--- START ---
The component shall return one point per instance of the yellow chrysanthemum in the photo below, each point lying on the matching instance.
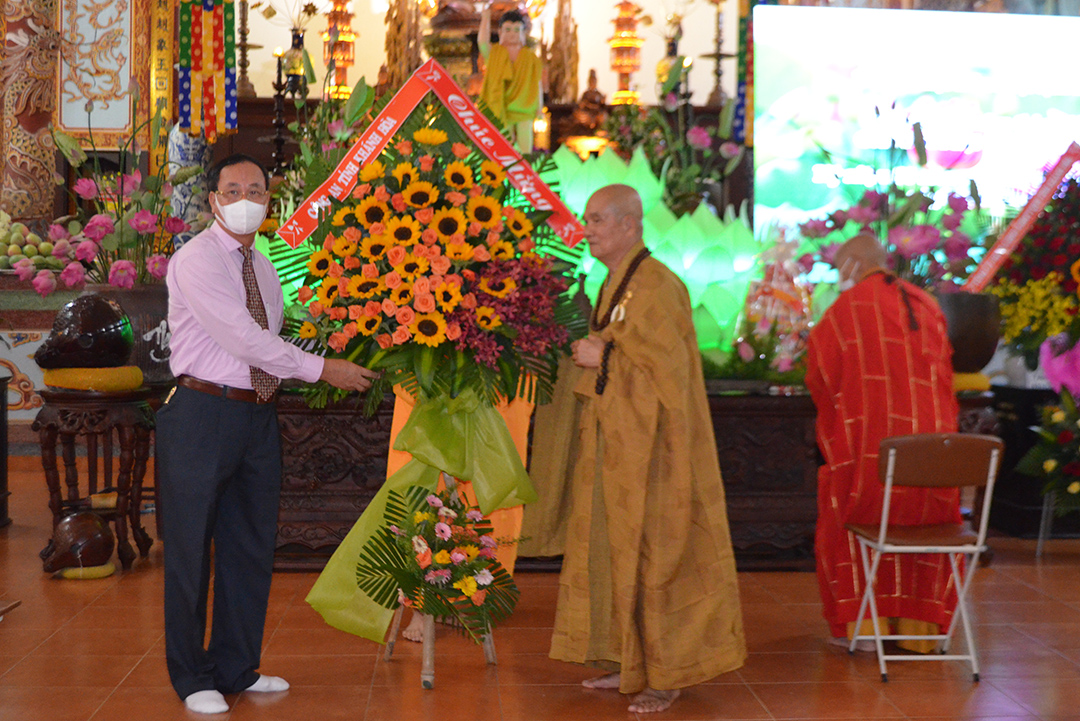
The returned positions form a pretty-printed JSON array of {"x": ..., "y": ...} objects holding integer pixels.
[
  {"x": 373, "y": 171},
  {"x": 368, "y": 325},
  {"x": 502, "y": 250},
  {"x": 405, "y": 173},
  {"x": 364, "y": 287},
  {"x": 341, "y": 215},
  {"x": 447, "y": 296},
  {"x": 403, "y": 230},
  {"x": 447, "y": 222},
  {"x": 345, "y": 247},
  {"x": 487, "y": 318},
  {"x": 498, "y": 288},
  {"x": 485, "y": 211},
  {"x": 430, "y": 136},
  {"x": 459, "y": 252},
  {"x": 327, "y": 291},
  {"x": 374, "y": 247},
  {"x": 320, "y": 262},
  {"x": 402, "y": 294},
  {"x": 420, "y": 194},
  {"x": 517, "y": 223},
  {"x": 412, "y": 267},
  {"x": 458, "y": 176},
  {"x": 491, "y": 174},
  {"x": 429, "y": 328},
  {"x": 372, "y": 211}
]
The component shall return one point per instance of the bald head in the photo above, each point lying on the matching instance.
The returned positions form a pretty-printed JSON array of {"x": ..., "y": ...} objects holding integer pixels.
--- END ---
REQUIRED TASK:
Output the data above without changes, apart from leaving out the pictures.

FINISHED TASK:
The component shall return one point per instance of the yellow chrysanthemum in the photo below, each point lying on the matching instance.
The returned positions form a pretty-printed JSON array of {"x": ..., "y": ...} objects holding integer pixels.
[
  {"x": 373, "y": 171},
  {"x": 368, "y": 325},
  {"x": 502, "y": 250},
  {"x": 405, "y": 173},
  {"x": 364, "y": 287},
  {"x": 341, "y": 215},
  {"x": 447, "y": 296},
  {"x": 403, "y": 230},
  {"x": 447, "y": 222},
  {"x": 345, "y": 247},
  {"x": 487, "y": 318},
  {"x": 498, "y": 288},
  {"x": 485, "y": 211},
  {"x": 430, "y": 136},
  {"x": 459, "y": 252},
  {"x": 327, "y": 291},
  {"x": 374, "y": 247},
  {"x": 320, "y": 262},
  {"x": 402, "y": 294},
  {"x": 420, "y": 194},
  {"x": 517, "y": 223},
  {"x": 412, "y": 267},
  {"x": 458, "y": 176},
  {"x": 491, "y": 174},
  {"x": 429, "y": 328},
  {"x": 372, "y": 211}
]
The component shall return one point per instance of the bald head in the photo above, each point lying on the matching instance.
The returned positions form a pretty-printed JSON array of {"x": ..., "y": ...} objects holding integer pixels.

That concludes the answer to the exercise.